Aim
Below is the data. Give it again, complete and exact.

Recorded data

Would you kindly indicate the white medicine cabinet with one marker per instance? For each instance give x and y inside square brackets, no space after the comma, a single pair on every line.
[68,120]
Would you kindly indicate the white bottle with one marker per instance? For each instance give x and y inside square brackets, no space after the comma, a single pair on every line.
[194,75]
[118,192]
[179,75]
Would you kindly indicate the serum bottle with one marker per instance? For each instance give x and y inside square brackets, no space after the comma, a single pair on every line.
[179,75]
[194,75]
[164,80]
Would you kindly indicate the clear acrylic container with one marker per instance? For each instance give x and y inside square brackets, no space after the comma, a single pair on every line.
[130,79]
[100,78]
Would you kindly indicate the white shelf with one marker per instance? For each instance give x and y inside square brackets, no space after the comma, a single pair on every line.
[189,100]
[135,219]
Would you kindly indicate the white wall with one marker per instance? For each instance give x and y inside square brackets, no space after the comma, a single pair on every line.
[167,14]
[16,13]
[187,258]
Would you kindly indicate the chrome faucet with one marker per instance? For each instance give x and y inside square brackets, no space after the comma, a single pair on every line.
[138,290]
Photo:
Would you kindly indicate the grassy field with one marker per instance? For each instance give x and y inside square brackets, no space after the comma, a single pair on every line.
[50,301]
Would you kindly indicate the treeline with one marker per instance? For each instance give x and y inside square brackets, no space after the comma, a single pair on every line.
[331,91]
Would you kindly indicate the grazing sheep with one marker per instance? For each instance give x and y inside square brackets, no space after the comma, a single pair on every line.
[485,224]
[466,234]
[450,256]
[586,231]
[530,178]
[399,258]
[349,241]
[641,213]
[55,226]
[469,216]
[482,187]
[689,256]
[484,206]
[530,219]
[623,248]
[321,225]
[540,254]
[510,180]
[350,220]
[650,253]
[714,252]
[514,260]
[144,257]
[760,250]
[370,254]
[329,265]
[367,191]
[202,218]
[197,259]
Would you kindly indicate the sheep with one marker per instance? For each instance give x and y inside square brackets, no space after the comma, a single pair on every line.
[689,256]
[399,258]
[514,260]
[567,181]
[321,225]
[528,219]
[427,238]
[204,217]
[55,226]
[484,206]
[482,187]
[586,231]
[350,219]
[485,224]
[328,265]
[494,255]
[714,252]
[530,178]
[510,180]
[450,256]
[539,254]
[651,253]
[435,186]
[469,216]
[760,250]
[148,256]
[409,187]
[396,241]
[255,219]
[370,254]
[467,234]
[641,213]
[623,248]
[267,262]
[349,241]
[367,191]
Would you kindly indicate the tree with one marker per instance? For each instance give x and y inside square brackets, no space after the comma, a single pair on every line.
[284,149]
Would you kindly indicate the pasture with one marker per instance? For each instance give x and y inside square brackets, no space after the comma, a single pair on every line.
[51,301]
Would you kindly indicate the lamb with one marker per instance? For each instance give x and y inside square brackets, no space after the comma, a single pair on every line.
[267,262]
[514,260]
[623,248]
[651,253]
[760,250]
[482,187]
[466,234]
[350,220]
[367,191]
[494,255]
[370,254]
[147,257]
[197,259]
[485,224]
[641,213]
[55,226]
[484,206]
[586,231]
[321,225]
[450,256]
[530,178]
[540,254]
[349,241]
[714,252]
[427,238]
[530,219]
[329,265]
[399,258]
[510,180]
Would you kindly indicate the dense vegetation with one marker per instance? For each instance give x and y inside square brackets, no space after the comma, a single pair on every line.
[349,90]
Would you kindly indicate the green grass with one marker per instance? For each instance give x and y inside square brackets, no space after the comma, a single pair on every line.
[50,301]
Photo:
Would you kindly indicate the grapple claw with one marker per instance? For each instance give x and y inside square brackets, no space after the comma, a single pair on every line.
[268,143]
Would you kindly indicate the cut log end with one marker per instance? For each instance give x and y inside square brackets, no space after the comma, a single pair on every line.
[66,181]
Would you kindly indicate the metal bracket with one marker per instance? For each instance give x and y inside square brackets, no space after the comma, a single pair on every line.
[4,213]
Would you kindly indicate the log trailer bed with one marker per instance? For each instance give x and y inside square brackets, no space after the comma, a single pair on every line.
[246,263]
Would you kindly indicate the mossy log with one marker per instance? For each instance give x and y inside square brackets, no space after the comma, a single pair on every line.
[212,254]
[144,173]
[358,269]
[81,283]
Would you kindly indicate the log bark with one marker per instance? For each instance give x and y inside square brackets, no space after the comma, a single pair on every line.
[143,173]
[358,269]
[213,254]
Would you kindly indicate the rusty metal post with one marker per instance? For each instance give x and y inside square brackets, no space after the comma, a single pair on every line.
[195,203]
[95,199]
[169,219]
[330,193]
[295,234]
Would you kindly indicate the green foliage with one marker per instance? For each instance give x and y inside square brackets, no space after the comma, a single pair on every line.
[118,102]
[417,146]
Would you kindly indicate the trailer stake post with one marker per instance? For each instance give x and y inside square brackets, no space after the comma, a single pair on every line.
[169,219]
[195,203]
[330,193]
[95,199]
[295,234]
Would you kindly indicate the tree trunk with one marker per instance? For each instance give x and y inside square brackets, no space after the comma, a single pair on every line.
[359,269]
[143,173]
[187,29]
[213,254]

Task response
Would you kindly indicate the white medicine cabinet with one marker per instance? For each instance give x and y inside square brackets, no space after the comma, a single pair on every line.
[68,120]
Would you kindly indicate the white bottle with one marker per instance? For each instance give x and y inside square brackets, no space after the comma, a single pair on every line.
[194,75]
[118,192]
[179,75]
Would you kindly indicate the serum bottle with one marker per instance? For each instance give x and y inside square brackets, no space after the comma, a single pair on every line.
[179,75]
[194,75]
[164,80]
Would you kindly indicate the clear acrylic container with one marker per instance? For each instance give x and y inside square brackets, no space after the comma, a single pair on every line.
[130,79]
[100,78]
Would you kindly indicate the white shelf with one marker per instance? For each instance give x and y inside square brackets, no space after the comma, a single pair on every line.
[189,100]
[135,219]
Would you kindly indicate the white wall with one marker per instance? For each instance give x and y inside square brackets, no space after the comma, a single pair on every line.
[167,14]
[16,13]
[187,258]
Would you kindly indicate the chrome faucet with one marker per instance? For each instance give x and y inside square brackets, no space after the comma, a single pair on every line.
[138,290]
Photo:
Would you kindly indicate the grassy field with one marker per instance? For each instance give x and y inside square brackets, no space after the comma, a single pair on every line.
[50,301]
Would you kindly indicate the treeline with one marker per instance? For each instance give x and y inside square brackets, no space after the comma, a single pair on every line.
[331,91]
Would you kindly indicate the grazing sheep with one marker per instance? For each instance give x and y inside square brackets, no space after the comma, a single pair on every line.
[485,224]
[466,234]
[450,256]
[586,231]
[530,178]
[399,258]
[349,241]
[641,213]
[55,226]
[469,216]
[482,187]
[689,256]
[484,206]
[530,219]
[623,248]
[321,225]
[540,254]
[510,180]
[350,220]
[650,253]
[714,252]
[514,260]
[144,257]
[760,250]
[370,254]
[329,265]
[367,191]
[202,218]
[197,259]
Would you kindly indicate the sheep with one marker per instance? For each instance give x and y inside square brackets, no space after the comma, a single pair on every line.
[689,256]
[399,258]
[514,260]
[567,181]
[321,225]
[528,219]
[427,238]
[204,217]
[55,226]
[484,206]
[482,187]
[586,231]
[350,219]
[485,224]
[328,265]
[494,255]
[714,252]
[530,178]
[510,180]
[450,256]
[539,254]
[651,253]
[435,186]
[469,216]
[760,250]
[148,256]
[409,187]
[396,241]
[255,219]
[370,254]
[467,234]
[641,213]
[623,248]
[267,262]
[349,241]
[367,191]
Would you kindly indicate the tree with one marker per instance? For each instance give x and y inside square brackets, no space after the comma, a single pair on every line.
[284,149]
Would you kindly indicate the pasture with one marker per instance? For each instance give x and y inside square brackets, no space after the comma, a single pair on every line.
[51,301]
Would you kindly indicate the lamb with one marker per instance? For each instance give x and y inside square brackets, no space after the comma, a single pair on every line.
[267,262]
[514,260]
[623,248]
[651,253]
[760,250]
[482,187]
[466,234]
[350,220]
[367,191]
[494,255]
[370,254]
[147,257]
[197,259]
[485,224]
[641,213]
[55,226]
[484,206]
[586,231]
[321,225]
[450,256]
[530,178]
[540,254]
[349,241]
[714,252]
[427,238]
[530,219]
[329,265]
[399,258]
[510,180]
Would you kindly indicate the dense vegetation with one marker per instance? For each instance give x and y inside square brackets, no space after the comma, a single pair on every line.
[349,90]
Would you kindly indicate the green grass with one marker per instance? For each instance give x and y inside square brackets, no space after the comma, a single pair on every line.
[50,301]
Photo:
Would you kindly indicate the grapple claw with one marker per instance? For each instance give x and y inside square brackets, no space after the comma, a single pair on every line.
[268,143]
Would you kindly indicate the cut log end with one marker per instance? For each instance give x and y inside square brackets, no space after the comma, a single pair on every line.
[66,181]
Would you kindly indicate the metal bracket with one marker per instance? For each instance give x and y inside square brackets, no space after the comma, a single pair on every line.
[4,213]
Would you kindly indicate the log trailer bed with one marker per instance? For each instance give x and y inside square brackets, no space after the comma, a single pair on every line.
[246,263]
Would you kindly indicate the mossy log with one marker per instance? For each instance give x and y inside square brackets, no space after the comma, a single pair on every line.
[212,254]
[144,173]
[358,269]
[81,283]
Would you kindly indicate the log bark with one marker per instance? For each instance give x and y inside square brackets, no space after the comma, a single pair on every line.
[143,173]
[358,269]
[213,254]
Would you kindly indicate the rusty metal post with one marker per instance? For each instance give x and y inside square brackets, no space after the comma, a single pair on every line.
[195,203]
[95,199]
[169,219]
[330,193]
[295,234]
Would you kindly indicate the green foliage with one marker per instance? For each instance give x and y inside square brackets, no space after the comma, a single pair on every line.
[118,102]
[417,146]
Would you kindly indicate the trailer stake post with one marker per instance? For each instance give x and y inside square brackets, no space after the comma, a single pair on every line.
[169,219]
[195,203]
[330,193]
[95,199]
[295,234]
Would you kindly indicate the tree trunk with one marker per instance? For each instance give x and y inside square brackets, no space after the comma, a single pair on every line.
[359,269]
[143,173]
[187,29]
[213,254]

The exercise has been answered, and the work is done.